Improve strpbrk performance using a much faster algorithm. It is kept simple
so it works well on most targets. It is generally at least 5 times faster than
the existing implementation on bench-strpbrk on a few AArch64 implementations,
and for some tests 40-100 times as fast. In fact the string/bits/string2.h
inlines make no longer sense, as GCC already returns NULL if accept is an empty
string, calls strchr if accept has size 1, while __strpbrk_c2 and __strpbrk_c3
are slower than the strpbrk main loop for large strings (though accept length
2-4 could be special cased in the future to gain even more performance).
Built and tested on AArch64. OK for GLIBC 2.23?
ChangeLog:
2016-01-08 Wilco Dijkstra <wdijkstr@arm.com>
* string/strpbrk.c (strpbrk): Rewrite function.
* string/bits/string2.h (strpbrk): Use __builtin_strpbrk.
(__strpbrk_c2) Remove inline function.
(__strpbrk_c3) Likewise.
@@ -269,53 +269,12 @@ __strspn_c3 (const char *__s, int __accept1, int __accept2, int __accept3)
/* Find the first occurrence in S of any character in ACCEPT. */
-#if !defined _HAVE_STRING_ARCH_strpbrk
-# ifndef _HAVE_STRING_ARCH_strpbrk
-# if __GNUC_PREREQ (3, 2)
-# define strpbrk(s, accept) \
- __extension__ \
- ({ char __a0, __a1, __a2; \
- (__builtin_constant_p (accept) && __string2_1bptr_p (accept) \
- ? ((__builtin_constant_p (s) && __string2_1bptr_p (s)) \
- ? __builtin_strpbrk (s, accept) \
- : ((__a0 = ((const char *) (accept))[0], __a0 == '\0') \
- ? ((void) (s), (char *) NULL) \
- : ((__a1 = ((const char *) (accept))[1], __a1 == '\0') \
- ? __builtin_strchr (s, __a0) \
- : ((__a2 = ((const char *) (accept))[2], __a2 == '\0') \
- ? __strpbrk_c2 (s, __a0, __a1) \
- : (((const char *) (accept))[3] == '\0' \
- ? __strpbrk_c3 (s, __a0, __a1, __a2) \
- : __builtin_strpbrk (s, accept)))))) \
- : __builtin_strpbrk (s, accept)); })
-# endif
+#ifndef _HAVE_STRING_ARCH_strpbrk
+# if __GNUC_PREREQ (3, 2)
+# define strpbrk(s, accept) __builtin_strpbrk (s, accept)
# endif
-
-__STRING_INLINE char *__strpbrk_c2 (const char *__s, int __accept1,
- int __accept2);
-__STRING_INLINE char *
-__strpbrk_c2 (const char *__s, int __accept1, int __accept2)

========================

Copy the strpbrk patch word for word from "Improve strpbrk performance" to "(strpbrk): Rewrite function.".

========================

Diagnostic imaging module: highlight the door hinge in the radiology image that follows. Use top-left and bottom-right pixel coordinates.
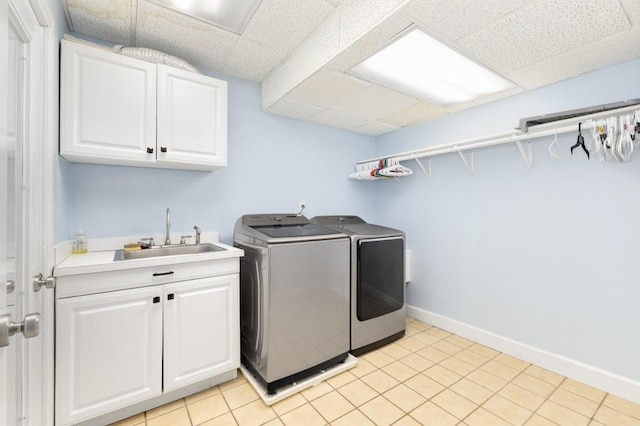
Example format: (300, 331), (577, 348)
(33, 272), (56, 291)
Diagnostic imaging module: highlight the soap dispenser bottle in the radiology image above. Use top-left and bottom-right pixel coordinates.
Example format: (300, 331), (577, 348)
(71, 226), (89, 254)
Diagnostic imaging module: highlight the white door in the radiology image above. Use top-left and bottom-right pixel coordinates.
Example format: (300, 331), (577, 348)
(0, 0), (52, 426)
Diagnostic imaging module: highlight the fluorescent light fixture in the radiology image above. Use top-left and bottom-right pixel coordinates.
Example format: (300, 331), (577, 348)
(150, 0), (262, 34)
(351, 28), (513, 106)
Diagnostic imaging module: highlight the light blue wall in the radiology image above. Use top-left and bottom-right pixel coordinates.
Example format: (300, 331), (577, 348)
(376, 59), (640, 380)
(55, 60), (375, 243)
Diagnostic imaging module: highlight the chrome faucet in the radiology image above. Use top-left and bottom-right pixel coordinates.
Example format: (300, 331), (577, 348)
(164, 208), (171, 246)
(193, 226), (202, 245)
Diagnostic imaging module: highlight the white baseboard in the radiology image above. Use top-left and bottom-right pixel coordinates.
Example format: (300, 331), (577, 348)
(407, 305), (640, 404)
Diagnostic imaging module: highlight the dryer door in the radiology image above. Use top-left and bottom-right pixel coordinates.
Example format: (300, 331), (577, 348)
(356, 237), (404, 321)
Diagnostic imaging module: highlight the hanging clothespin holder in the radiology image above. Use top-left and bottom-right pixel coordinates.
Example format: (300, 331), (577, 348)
(571, 123), (591, 159)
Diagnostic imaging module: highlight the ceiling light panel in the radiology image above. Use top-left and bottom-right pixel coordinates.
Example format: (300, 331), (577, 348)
(151, 0), (262, 34)
(351, 29), (513, 106)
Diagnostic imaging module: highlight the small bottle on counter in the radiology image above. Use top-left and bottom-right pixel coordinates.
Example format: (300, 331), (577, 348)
(71, 226), (89, 254)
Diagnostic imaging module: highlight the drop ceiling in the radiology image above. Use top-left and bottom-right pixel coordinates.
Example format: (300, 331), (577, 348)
(60, 0), (640, 135)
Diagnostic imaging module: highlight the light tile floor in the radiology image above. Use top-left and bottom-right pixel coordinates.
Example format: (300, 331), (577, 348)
(112, 319), (640, 426)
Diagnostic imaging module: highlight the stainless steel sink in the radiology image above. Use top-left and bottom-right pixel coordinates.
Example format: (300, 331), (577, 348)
(113, 243), (227, 261)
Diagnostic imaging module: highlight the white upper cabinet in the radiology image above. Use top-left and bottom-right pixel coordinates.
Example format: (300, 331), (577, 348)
(60, 40), (227, 170)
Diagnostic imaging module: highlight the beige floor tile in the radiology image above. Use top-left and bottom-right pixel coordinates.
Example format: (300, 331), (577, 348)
(431, 340), (463, 355)
(360, 351), (395, 368)
(482, 395), (533, 425)
(280, 404), (327, 426)
(549, 387), (599, 417)
(338, 380), (378, 407)
(222, 383), (260, 410)
(398, 336), (427, 352)
(271, 393), (308, 416)
(498, 383), (544, 411)
(409, 401), (460, 426)
(512, 373), (556, 398)
(536, 401), (597, 426)
(450, 378), (493, 404)
(383, 384), (427, 413)
(593, 405), (640, 426)
(331, 410), (375, 426)
(464, 407), (511, 426)
(422, 365), (462, 387)
(201, 413), (238, 426)
(147, 399), (185, 420)
(147, 406), (191, 426)
(480, 358), (520, 381)
(603, 394), (640, 420)
(560, 379), (607, 404)
(416, 346), (451, 363)
(187, 394), (230, 425)
(440, 356), (476, 377)
(467, 369), (508, 392)
(311, 391), (355, 422)
(404, 374), (445, 399)
(400, 353), (433, 372)
(431, 389), (478, 420)
(444, 334), (473, 348)
(360, 370), (400, 393)
(380, 343), (411, 360)
(184, 386), (220, 405)
(326, 371), (357, 389)
(454, 349), (490, 367)
(349, 359), (376, 377)
(233, 399), (278, 426)
(525, 414), (557, 426)
(382, 361), (418, 382)
(301, 382), (334, 401)
(360, 396), (405, 426)
(110, 413), (145, 426)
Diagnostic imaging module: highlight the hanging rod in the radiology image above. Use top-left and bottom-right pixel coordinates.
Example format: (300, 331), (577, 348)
(356, 101), (640, 164)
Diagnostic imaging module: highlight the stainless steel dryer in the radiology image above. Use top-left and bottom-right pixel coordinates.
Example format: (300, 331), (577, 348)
(311, 216), (406, 355)
(234, 214), (350, 394)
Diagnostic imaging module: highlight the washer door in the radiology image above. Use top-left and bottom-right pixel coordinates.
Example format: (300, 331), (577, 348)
(356, 237), (404, 321)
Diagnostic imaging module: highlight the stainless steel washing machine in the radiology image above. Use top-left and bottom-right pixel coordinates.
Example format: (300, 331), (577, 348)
(311, 216), (406, 355)
(234, 214), (350, 394)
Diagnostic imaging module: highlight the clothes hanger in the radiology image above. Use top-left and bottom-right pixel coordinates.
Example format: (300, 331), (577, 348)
(571, 123), (591, 159)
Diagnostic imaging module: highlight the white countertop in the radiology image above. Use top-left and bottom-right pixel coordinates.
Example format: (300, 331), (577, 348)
(53, 235), (244, 277)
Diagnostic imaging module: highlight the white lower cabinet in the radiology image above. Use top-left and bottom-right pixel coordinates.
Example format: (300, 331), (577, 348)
(56, 274), (240, 426)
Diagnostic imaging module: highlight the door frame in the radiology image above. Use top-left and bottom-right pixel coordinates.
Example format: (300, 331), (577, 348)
(5, 0), (58, 426)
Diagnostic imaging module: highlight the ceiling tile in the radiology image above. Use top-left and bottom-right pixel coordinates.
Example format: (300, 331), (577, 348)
(309, 109), (367, 129)
(333, 84), (419, 121)
(460, 0), (631, 73)
(265, 98), (324, 120)
(242, 0), (336, 53)
(508, 27), (640, 90)
(136, 0), (240, 71)
(288, 70), (369, 107)
(222, 36), (286, 81)
(351, 121), (399, 136)
(66, 0), (132, 46)
(405, 0), (531, 40)
(378, 102), (447, 127)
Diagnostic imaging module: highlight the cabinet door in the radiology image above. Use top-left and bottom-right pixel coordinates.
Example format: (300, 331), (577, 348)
(55, 287), (162, 425)
(60, 41), (156, 165)
(164, 274), (240, 392)
(157, 65), (227, 169)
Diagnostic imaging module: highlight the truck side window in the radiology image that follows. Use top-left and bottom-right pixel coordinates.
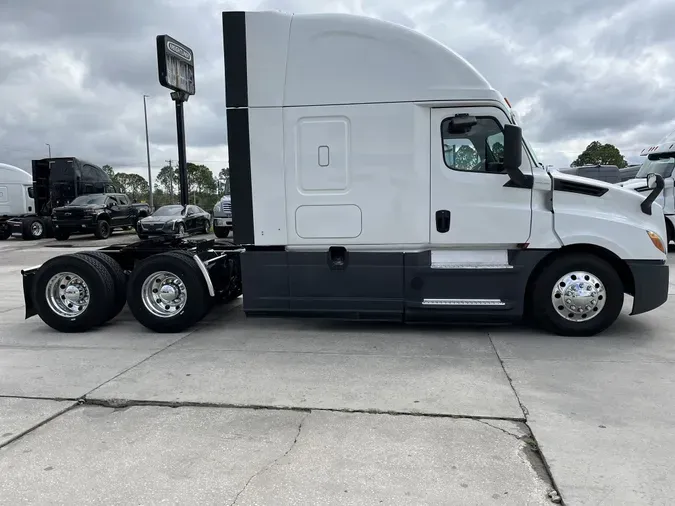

========================

# FINISHED ANSWER
Improve strpbrk performance using a much faster algorithm. It is kept simple
so it works well on most targets. It is generally at least 5 times faster than
the existing implementation on bench-strpbrk on a few AArch64 implementations,
and for some tests 40-100 times as fast. In fact the string/bits/string2.h
inlines make no longer sense, as GCC already returns NULL if accept is an empty
string, calls strchr if accept has size 1, while __strpbrk_c2 and __strpbrk_c3
are slower than the strpbrk main loop for large strings (though accept length
2-4 could be special cased in the future to gain even more performance).
Built and tested on AArch64. OK for GLIBC 2.23?
ChangeLog:
2016-01-08 Wilco Dijkstra <wdijkstr@arm.com>
* string/strpbrk.c (strpbrk): Rewrite function.